EXERCISE OBJECTIVE: Pictures stay out; everything else in the entries below is to be duplicated exactly.

DATA SHOWN:
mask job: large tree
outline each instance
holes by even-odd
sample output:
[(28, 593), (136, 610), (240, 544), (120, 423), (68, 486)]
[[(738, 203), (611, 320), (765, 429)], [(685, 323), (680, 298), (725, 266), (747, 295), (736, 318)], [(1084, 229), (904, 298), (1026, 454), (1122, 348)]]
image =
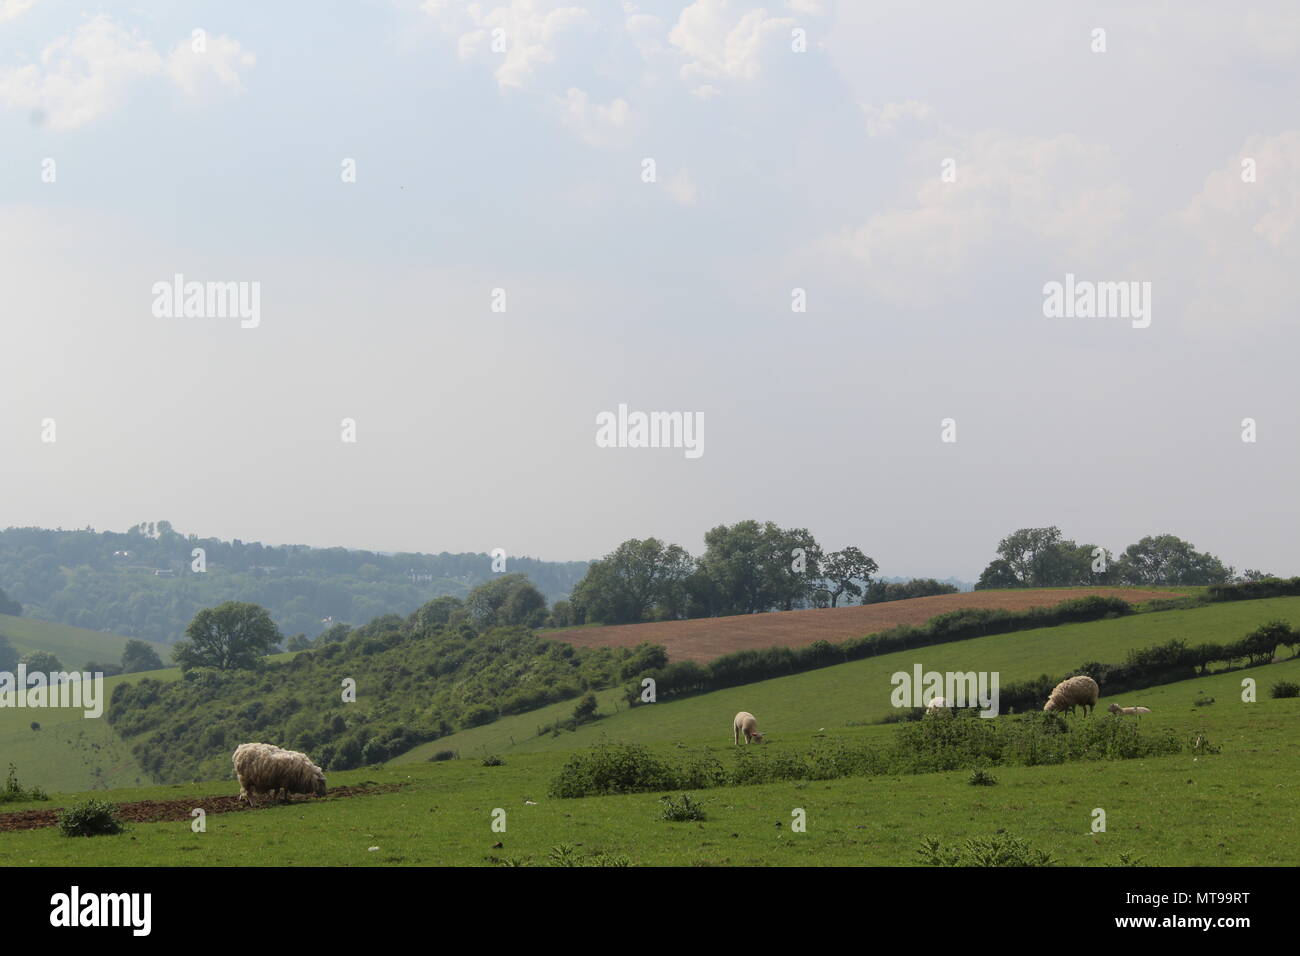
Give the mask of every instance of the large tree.
[(980, 575), (977, 588), (1052, 588), (1106, 583), (1112, 578), (1110, 554), (1094, 570), (1098, 548), (1061, 537), (1061, 529), (1021, 528), (998, 542), (998, 557)]
[(861, 597), (863, 589), (871, 586), (871, 576), (879, 570), (875, 561), (849, 545), (843, 550), (818, 556), (816, 588), (825, 592), (831, 607), (835, 607), (844, 594)]
[(573, 603), (588, 621), (632, 624), (686, 614), (686, 582), (695, 562), (685, 548), (658, 538), (624, 541), (573, 589)]
[(172, 650), (172, 659), (181, 670), (253, 668), (281, 639), (280, 629), (265, 608), (242, 601), (204, 608), (185, 628), (185, 637)]
[(134, 674), (139, 671), (162, 670), (162, 658), (144, 641), (130, 640), (122, 649), (122, 671)]
[(546, 598), (527, 575), (503, 574), (470, 591), (465, 609), (481, 630), (515, 624), (541, 627), (546, 619)]
[(700, 568), (707, 582), (693, 582), (691, 590), (696, 601), (709, 596), (714, 614), (788, 610), (813, 590), (821, 549), (807, 528), (738, 521), (713, 528), (704, 543)]
[(1172, 534), (1148, 535), (1124, 549), (1115, 572), (1125, 584), (1223, 584), (1232, 568)]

THE ANSWER:
mask job: large tree
outline each instance
holes by even-odd
sample output:
[(28, 593), (136, 610), (240, 544), (120, 423), (68, 486)]
[[(738, 203), (611, 320), (765, 429)], [(685, 323), (680, 298), (725, 266), (747, 295), (736, 318)], [(1084, 229), (904, 298), (1026, 454), (1122, 348)]]
image =
Give the mask of every instance of the large tree.
[(980, 575), (977, 588), (1052, 588), (1106, 583), (1112, 578), (1110, 554), (1094, 570), (1098, 548), (1061, 537), (1061, 529), (1021, 528), (998, 542), (998, 557)]
[(861, 597), (863, 589), (871, 586), (871, 576), (879, 570), (875, 561), (849, 545), (843, 550), (818, 556), (816, 588), (825, 592), (831, 607), (835, 607), (844, 594)]
[(573, 603), (588, 621), (632, 624), (686, 614), (686, 582), (695, 562), (685, 548), (658, 538), (624, 541), (573, 589)]
[(172, 650), (172, 659), (181, 670), (253, 668), (281, 639), (280, 629), (265, 608), (242, 601), (204, 608), (185, 628), (185, 637)]
[(134, 674), (139, 671), (162, 670), (162, 658), (144, 641), (130, 640), (122, 649), (122, 671)]
[(546, 598), (527, 575), (503, 574), (470, 591), (465, 609), (481, 630), (515, 624), (541, 627), (546, 619)]
[(700, 568), (707, 582), (693, 582), (691, 590), (696, 601), (709, 596), (714, 614), (788, 610), (813, 590), (821, 549), (807, 528), (738, 521), (713, 528), (704, 543)]
[(1172, 534), (1148, 535), (1124, 549), (1115, 572), (1125, 584), (1223, 584), (1232, 568)]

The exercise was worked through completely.